> [MATERIAL SHOWN]:
===============

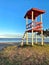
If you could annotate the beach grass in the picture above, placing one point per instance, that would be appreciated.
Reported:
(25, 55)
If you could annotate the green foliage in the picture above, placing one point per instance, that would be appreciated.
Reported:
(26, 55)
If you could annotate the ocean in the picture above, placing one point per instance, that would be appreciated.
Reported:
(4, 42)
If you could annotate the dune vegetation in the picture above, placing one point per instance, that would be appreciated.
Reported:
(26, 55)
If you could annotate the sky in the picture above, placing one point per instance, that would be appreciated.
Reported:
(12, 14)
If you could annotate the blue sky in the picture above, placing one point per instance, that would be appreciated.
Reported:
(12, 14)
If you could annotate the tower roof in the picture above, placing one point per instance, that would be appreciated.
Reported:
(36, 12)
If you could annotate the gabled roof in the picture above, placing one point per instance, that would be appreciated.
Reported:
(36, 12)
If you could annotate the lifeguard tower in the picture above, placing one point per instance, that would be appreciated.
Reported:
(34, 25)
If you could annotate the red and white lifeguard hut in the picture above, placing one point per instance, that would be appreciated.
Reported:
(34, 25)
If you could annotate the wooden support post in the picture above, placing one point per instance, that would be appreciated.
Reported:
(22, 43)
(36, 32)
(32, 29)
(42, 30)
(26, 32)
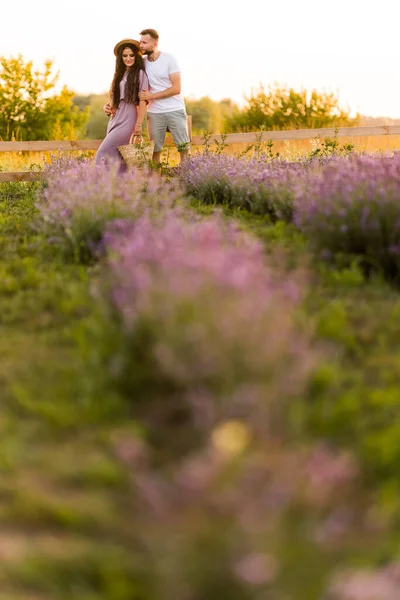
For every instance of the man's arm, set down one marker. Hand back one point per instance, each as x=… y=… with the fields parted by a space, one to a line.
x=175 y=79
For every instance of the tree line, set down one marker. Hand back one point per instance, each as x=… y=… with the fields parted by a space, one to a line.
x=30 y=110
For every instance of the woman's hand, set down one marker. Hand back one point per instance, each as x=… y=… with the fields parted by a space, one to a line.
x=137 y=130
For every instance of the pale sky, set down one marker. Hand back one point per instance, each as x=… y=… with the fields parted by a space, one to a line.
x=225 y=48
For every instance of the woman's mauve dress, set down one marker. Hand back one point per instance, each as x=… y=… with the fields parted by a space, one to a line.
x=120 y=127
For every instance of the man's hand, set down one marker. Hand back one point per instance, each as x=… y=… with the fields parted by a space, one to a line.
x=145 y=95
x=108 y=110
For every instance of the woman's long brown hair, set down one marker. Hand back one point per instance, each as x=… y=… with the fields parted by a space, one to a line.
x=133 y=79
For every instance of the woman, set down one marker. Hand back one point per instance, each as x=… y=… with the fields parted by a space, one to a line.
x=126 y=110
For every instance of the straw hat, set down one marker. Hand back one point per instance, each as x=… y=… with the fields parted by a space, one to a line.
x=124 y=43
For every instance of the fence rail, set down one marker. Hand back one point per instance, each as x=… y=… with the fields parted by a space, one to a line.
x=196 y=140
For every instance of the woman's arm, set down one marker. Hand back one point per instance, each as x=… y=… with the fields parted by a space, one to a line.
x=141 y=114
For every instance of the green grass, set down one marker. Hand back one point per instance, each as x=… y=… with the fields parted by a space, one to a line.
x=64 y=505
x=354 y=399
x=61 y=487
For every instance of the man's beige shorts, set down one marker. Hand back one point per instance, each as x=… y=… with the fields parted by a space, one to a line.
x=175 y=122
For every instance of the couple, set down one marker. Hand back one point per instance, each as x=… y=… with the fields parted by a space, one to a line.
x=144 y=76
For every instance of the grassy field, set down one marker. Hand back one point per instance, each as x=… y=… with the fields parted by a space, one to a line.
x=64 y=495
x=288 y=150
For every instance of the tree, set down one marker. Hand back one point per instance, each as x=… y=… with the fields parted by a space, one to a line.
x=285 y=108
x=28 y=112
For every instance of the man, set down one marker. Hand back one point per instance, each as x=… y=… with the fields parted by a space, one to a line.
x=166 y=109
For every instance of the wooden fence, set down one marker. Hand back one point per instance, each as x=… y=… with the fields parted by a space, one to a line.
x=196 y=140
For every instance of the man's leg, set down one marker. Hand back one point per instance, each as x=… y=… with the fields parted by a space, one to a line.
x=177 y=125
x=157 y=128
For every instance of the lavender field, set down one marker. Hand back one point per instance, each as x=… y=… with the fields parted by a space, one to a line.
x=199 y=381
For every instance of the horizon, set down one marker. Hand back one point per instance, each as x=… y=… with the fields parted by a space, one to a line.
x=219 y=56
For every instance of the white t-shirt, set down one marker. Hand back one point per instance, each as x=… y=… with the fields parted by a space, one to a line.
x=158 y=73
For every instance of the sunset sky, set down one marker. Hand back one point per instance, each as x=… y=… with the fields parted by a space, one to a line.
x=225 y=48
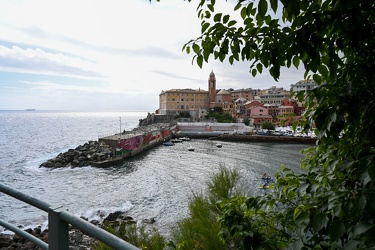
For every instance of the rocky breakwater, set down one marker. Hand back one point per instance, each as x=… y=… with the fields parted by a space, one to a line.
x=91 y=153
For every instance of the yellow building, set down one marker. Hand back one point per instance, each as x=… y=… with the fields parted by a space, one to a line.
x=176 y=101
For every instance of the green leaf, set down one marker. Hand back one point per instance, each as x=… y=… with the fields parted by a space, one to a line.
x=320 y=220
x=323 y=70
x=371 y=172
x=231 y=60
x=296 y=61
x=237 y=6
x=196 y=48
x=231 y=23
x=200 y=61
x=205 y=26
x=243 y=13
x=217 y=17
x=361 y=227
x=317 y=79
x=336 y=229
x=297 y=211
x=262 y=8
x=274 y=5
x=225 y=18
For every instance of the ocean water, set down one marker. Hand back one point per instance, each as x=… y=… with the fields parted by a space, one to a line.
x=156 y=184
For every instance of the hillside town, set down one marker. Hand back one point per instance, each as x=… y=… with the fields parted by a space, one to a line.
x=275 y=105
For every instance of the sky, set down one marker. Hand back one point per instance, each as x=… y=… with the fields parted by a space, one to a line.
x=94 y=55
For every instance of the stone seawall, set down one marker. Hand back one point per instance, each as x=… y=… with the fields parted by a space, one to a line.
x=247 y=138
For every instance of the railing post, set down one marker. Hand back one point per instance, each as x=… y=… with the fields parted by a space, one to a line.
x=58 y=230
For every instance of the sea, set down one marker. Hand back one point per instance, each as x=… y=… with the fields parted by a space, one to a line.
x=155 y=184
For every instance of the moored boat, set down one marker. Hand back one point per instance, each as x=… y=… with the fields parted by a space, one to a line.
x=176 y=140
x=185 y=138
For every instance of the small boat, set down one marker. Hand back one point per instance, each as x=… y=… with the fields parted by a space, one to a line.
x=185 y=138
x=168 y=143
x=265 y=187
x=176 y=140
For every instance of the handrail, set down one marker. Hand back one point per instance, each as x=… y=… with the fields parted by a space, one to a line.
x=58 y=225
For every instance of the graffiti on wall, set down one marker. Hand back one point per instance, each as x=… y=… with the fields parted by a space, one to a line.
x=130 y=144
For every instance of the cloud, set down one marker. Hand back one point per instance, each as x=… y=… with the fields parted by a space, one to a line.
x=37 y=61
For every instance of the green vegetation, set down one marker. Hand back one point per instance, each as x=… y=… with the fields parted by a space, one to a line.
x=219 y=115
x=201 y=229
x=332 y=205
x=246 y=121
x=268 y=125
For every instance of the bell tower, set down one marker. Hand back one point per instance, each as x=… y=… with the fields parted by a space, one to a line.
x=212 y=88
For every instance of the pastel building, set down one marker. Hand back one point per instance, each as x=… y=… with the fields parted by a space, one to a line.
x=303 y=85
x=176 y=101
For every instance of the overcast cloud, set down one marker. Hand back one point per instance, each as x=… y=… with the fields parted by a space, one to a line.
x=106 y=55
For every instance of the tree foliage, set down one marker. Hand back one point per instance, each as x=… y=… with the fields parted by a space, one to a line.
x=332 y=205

===============

> [DIRECTIONS FOR THIS TASK]: Beginning with the line that contains "For every instance of the tree foliage, set", set down every line through the end of the data without change.

> [ANSWER BELOW]:
For every instance of the tree foliage, set down one marker. Hand back one point per instance, each as x=… y=… with the fields parted by a space, one to a line.
x=332 y=205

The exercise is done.